* [TASK TO COMPLETE]: Please present the material below as a numbered list without blank lines, starting at the very beginning of the material and ending at the line that contains "138 89 470 208", with both of those lines included and nothing after them.

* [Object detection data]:
## begin

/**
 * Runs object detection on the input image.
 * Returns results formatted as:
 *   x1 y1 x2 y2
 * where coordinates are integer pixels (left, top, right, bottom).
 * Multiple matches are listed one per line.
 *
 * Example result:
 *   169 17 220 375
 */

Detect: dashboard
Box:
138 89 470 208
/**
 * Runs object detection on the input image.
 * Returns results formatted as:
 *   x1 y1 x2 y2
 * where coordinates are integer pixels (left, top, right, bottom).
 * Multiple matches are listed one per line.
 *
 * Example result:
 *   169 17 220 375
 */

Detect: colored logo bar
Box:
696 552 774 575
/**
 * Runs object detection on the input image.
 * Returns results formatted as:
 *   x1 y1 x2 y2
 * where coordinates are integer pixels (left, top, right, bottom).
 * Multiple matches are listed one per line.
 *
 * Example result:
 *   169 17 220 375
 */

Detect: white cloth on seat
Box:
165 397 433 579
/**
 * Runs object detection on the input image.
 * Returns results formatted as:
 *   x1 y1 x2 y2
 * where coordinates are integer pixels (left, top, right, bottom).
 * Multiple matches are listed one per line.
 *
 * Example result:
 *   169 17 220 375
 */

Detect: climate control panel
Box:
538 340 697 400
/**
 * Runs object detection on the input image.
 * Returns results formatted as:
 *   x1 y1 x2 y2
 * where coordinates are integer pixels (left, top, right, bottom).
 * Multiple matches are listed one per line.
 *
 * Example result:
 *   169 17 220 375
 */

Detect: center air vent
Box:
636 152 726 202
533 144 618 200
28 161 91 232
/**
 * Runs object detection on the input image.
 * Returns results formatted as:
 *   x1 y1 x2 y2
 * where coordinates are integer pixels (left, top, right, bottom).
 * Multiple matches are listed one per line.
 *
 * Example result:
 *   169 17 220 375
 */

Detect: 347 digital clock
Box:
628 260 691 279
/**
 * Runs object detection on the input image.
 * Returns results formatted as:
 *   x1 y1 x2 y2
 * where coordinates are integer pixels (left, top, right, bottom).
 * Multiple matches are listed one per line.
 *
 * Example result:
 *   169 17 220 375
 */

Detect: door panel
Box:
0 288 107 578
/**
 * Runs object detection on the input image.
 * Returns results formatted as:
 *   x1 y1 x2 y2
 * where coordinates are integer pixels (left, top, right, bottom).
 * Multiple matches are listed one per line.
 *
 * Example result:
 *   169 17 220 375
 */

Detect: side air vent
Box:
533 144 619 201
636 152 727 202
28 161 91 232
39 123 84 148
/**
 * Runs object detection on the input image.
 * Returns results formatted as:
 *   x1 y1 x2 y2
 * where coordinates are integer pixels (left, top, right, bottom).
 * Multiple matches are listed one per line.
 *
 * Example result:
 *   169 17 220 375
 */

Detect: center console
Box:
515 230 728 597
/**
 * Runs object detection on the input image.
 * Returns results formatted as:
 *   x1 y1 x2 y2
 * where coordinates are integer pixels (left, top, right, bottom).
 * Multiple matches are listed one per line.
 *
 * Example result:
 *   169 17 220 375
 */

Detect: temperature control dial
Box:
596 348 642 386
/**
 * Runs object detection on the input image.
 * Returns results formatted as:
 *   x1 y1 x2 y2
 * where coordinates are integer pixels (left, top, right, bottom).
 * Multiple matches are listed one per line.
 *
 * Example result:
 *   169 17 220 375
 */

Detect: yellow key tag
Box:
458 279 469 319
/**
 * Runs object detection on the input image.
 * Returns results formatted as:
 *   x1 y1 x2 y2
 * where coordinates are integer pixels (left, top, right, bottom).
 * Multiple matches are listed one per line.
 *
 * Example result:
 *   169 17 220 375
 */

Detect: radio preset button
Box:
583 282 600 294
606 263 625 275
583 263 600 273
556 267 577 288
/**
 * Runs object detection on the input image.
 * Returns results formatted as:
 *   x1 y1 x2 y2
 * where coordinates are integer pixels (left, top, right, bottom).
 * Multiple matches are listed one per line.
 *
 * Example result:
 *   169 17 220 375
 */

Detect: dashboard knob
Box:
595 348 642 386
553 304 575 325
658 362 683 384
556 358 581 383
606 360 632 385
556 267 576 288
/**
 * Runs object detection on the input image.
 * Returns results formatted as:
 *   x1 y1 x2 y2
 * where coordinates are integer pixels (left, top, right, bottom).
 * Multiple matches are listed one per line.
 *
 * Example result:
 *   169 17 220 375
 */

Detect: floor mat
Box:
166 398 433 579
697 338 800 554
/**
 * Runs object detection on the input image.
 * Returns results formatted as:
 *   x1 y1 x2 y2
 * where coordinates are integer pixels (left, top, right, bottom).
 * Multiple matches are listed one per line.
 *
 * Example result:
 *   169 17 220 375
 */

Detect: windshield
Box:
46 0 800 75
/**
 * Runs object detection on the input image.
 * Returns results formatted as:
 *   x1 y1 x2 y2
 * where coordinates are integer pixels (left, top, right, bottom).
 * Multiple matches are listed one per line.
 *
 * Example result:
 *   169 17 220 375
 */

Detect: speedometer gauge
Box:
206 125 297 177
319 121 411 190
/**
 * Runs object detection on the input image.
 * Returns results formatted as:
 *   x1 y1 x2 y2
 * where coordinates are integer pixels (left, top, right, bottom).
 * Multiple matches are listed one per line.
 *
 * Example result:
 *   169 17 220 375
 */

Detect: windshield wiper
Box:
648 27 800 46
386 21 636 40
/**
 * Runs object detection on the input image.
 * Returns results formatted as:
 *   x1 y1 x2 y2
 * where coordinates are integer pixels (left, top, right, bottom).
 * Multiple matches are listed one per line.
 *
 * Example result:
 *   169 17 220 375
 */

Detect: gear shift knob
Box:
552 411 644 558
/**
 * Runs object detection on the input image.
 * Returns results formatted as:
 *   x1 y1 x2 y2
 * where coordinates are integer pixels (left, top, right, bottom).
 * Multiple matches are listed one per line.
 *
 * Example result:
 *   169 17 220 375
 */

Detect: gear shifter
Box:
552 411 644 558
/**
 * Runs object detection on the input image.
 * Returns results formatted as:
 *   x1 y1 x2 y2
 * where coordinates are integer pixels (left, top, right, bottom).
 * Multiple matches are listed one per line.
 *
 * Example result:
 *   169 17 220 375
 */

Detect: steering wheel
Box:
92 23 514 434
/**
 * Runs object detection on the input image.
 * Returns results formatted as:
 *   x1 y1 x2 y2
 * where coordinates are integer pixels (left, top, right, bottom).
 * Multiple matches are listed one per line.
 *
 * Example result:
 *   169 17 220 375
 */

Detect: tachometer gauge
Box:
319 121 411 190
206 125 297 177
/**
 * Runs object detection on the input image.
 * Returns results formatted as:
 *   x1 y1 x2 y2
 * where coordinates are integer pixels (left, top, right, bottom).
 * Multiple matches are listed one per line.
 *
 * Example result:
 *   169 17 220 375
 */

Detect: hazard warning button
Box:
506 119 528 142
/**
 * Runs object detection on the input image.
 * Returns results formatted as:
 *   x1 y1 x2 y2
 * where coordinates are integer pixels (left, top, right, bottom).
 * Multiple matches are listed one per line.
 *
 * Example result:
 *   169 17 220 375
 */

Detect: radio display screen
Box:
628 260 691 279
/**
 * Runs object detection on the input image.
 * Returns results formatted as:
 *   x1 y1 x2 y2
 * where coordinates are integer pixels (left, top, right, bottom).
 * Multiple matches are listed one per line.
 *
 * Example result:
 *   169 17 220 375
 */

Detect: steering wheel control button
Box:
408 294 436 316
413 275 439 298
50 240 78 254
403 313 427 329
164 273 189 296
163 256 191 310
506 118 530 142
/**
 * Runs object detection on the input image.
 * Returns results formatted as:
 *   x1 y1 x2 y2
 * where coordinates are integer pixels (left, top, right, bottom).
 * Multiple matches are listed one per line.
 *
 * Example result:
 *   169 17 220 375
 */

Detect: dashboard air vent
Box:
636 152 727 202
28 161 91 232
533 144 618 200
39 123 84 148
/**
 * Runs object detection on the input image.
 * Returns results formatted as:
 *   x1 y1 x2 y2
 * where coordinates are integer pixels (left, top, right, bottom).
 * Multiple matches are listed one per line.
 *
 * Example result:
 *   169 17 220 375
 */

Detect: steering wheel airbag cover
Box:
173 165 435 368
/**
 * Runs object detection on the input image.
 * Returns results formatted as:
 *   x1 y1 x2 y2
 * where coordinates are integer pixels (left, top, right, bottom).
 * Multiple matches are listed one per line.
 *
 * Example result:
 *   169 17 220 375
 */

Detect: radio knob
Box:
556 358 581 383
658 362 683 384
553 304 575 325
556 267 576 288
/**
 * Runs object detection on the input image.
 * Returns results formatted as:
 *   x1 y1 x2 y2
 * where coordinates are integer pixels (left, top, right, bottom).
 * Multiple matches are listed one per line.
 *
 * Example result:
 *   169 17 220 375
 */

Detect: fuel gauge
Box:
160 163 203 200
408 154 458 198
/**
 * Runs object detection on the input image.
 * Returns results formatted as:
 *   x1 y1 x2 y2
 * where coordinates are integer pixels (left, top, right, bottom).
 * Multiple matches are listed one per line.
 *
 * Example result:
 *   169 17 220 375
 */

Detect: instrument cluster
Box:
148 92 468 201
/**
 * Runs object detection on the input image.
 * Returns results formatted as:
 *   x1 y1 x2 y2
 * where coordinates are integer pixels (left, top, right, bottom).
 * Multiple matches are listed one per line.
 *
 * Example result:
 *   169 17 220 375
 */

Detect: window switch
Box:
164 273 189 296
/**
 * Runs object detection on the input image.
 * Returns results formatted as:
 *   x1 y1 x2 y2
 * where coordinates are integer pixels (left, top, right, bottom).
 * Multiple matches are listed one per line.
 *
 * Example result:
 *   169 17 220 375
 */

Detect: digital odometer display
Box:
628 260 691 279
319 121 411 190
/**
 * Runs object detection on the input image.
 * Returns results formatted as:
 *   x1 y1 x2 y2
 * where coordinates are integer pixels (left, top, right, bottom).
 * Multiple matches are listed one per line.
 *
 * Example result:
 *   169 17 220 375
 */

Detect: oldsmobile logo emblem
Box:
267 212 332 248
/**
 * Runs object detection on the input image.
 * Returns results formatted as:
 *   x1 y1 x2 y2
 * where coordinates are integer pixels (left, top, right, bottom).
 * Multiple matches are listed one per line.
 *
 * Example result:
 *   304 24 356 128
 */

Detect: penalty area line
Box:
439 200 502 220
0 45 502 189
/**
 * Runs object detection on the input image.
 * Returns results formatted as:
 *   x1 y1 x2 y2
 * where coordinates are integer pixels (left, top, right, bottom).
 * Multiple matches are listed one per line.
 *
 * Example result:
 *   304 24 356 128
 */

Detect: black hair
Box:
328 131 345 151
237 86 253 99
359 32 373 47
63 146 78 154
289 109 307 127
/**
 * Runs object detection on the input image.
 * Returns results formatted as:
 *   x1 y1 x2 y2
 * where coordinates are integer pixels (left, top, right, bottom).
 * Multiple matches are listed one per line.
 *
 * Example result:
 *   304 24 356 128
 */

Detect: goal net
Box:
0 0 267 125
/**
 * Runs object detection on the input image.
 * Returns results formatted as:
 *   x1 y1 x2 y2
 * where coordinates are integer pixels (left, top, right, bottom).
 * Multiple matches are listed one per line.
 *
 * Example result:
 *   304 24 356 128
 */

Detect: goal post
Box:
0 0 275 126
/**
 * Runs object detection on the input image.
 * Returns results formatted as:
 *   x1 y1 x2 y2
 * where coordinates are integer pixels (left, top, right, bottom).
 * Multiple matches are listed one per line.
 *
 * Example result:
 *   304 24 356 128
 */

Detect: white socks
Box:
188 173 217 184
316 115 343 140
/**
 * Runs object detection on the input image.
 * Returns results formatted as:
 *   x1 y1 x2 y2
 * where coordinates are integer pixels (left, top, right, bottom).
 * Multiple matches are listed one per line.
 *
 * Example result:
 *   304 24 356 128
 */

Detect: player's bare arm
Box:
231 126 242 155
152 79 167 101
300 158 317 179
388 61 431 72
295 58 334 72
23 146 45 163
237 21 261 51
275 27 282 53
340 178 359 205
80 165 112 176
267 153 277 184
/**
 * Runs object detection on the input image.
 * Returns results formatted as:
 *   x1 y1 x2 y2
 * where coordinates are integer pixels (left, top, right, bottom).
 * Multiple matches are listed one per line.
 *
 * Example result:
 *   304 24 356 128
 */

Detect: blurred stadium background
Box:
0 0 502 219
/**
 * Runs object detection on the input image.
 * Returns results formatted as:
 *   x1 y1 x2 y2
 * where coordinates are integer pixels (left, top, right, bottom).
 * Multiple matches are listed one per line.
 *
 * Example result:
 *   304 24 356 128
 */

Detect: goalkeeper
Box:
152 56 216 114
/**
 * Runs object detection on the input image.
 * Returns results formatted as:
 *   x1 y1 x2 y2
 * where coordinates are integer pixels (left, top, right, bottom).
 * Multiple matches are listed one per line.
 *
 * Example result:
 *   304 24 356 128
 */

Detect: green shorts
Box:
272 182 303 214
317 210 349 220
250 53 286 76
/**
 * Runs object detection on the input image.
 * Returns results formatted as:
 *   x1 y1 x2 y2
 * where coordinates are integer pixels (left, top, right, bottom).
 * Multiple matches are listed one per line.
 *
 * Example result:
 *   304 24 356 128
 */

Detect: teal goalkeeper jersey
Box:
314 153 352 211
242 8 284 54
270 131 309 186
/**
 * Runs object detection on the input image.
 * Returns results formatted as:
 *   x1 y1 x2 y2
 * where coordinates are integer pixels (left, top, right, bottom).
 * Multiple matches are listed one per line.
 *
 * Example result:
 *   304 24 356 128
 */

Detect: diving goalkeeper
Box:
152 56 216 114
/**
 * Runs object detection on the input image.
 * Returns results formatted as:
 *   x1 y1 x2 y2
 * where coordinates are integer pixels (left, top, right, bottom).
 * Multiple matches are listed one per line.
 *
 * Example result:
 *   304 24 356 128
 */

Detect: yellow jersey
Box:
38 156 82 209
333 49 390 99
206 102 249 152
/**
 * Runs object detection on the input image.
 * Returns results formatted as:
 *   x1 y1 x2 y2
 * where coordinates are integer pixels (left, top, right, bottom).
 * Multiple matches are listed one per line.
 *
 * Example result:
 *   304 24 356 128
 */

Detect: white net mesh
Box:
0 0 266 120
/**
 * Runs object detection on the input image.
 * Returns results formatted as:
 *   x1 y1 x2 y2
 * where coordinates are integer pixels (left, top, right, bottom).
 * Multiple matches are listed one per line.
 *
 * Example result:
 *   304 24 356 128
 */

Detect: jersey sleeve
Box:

## end

* [RESPONSE TO THE EXERCISE]:
1. /**
2.  * Runs object detection on the input image.
3.  * Returns results formatted as:
4.  *   x1 y1 x2 y2
5.  * where coordinates are integer pixels (left, top, right, bottom).
6.  * Multiple matches are listed one per line.
7.  *
8.  * Example result:
9.  *   169 17 220 375
10.  */
11. Detect: dashboard
12. Box:
13. 138 89 470 208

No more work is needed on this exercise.